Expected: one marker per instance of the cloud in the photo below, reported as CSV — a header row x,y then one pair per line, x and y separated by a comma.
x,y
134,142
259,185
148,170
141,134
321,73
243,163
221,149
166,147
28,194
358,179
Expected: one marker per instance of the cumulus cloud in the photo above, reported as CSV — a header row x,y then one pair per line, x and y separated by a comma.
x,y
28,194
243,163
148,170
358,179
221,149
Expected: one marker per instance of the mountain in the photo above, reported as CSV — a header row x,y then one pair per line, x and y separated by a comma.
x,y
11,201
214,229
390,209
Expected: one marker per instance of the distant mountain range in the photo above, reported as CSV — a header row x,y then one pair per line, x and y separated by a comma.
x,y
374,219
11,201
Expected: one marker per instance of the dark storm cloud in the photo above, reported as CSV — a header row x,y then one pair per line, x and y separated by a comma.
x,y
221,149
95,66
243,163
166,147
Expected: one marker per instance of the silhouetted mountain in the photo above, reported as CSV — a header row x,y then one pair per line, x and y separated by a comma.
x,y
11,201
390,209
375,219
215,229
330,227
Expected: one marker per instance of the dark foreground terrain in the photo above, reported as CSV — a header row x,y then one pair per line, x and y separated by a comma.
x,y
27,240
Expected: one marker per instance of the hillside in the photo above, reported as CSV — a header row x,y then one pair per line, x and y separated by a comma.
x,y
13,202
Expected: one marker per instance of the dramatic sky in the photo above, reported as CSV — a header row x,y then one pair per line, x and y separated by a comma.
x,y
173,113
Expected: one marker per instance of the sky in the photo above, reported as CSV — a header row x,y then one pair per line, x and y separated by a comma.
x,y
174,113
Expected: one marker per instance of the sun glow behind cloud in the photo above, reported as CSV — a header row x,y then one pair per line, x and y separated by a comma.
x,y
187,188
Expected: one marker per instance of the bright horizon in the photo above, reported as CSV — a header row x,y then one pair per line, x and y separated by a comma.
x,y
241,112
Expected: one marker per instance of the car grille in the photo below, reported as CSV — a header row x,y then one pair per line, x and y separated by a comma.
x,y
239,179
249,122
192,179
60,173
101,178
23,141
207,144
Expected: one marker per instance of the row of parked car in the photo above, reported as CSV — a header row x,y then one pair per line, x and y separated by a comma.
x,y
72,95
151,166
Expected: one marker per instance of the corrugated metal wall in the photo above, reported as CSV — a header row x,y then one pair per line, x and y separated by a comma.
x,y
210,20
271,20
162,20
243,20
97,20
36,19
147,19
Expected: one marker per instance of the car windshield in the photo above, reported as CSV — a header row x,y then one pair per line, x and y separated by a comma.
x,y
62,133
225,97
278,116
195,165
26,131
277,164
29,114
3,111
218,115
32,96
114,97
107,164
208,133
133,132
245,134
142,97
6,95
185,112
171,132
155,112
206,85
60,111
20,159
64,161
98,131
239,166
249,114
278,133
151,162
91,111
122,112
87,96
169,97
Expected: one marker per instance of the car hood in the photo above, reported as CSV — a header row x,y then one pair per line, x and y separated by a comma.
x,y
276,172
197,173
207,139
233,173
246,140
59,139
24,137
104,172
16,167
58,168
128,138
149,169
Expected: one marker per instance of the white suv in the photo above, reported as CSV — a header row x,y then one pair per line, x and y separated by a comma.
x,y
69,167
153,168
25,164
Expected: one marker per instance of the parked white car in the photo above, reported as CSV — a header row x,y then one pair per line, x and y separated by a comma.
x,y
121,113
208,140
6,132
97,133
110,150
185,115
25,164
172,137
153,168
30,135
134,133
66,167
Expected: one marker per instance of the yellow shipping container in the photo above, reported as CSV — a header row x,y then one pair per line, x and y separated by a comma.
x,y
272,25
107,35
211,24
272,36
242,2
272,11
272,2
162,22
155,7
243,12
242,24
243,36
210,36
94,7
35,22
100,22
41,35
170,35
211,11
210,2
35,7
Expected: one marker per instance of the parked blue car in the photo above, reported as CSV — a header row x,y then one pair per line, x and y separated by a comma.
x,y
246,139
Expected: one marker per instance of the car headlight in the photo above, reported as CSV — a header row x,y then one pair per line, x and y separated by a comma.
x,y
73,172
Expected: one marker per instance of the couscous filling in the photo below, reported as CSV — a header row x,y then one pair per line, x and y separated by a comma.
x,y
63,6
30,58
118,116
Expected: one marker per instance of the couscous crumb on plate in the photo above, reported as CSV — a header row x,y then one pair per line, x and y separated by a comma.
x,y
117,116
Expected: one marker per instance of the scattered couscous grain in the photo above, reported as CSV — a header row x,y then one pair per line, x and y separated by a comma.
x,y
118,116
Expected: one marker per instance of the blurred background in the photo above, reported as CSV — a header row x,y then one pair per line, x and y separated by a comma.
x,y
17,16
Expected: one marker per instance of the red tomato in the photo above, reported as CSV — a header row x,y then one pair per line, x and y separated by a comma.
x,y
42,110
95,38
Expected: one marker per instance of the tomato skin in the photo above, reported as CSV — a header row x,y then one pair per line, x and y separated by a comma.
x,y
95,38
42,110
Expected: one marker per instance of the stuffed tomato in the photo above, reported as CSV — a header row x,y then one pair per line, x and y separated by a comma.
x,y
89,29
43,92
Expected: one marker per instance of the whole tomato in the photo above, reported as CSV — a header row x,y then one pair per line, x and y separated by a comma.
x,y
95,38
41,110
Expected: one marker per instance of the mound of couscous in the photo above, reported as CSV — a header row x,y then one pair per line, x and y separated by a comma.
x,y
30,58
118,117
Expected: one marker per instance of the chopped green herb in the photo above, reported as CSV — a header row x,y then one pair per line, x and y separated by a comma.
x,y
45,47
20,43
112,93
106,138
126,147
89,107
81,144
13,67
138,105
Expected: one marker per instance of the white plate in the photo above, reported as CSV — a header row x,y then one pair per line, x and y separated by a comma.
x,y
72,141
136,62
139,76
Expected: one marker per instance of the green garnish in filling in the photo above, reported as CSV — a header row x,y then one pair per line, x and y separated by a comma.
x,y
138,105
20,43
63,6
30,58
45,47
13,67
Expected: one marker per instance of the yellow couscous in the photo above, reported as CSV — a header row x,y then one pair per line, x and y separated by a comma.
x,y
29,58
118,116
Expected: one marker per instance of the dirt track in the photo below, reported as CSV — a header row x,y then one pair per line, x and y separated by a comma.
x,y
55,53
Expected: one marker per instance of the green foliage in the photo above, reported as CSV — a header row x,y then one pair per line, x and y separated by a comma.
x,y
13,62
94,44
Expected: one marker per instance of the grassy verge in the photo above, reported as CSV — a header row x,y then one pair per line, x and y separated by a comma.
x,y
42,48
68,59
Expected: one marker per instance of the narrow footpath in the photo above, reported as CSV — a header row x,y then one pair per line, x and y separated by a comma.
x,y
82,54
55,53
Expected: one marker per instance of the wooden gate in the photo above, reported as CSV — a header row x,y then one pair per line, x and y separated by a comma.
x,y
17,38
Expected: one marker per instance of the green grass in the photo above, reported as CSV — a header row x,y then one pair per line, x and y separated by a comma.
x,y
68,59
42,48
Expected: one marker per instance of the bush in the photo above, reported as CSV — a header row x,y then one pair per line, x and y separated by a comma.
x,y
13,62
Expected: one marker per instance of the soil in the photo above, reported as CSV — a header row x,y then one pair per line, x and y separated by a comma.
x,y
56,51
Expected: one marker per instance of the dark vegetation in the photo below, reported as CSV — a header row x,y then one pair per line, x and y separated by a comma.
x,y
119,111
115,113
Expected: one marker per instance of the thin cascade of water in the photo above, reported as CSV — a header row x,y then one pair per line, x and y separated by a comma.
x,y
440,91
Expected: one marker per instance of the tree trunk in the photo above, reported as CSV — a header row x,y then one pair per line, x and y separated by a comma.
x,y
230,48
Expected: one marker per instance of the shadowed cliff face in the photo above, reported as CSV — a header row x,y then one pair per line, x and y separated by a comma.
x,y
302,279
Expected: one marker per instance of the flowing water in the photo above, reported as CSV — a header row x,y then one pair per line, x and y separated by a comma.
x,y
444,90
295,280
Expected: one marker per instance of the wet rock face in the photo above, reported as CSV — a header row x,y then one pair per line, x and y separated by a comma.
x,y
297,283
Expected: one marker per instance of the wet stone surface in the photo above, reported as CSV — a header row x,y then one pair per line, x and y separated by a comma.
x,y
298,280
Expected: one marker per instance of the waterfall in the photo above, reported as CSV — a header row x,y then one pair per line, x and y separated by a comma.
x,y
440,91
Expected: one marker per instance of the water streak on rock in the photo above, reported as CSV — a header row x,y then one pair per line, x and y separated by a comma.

--------------------------------------------------

Rewrite the records from the line holding "Expected: one marker per instance of the waterfall" through the end of the records, both ends included, with the requests kept as they are. Scale every coordinate in the answers by 1.8 and round to whole numbers, with halves going up.

Expected: one marker per instance of the waterfall in the photo above, reported as CSV — a header row x,y then one pair per line, x and y separated by a comma.
x,y
792,164
Expected: one marker per instance of the water streak on rock in the photo above, reported as CSV — a header row x,y then one pair per line, x and y separated by a comma.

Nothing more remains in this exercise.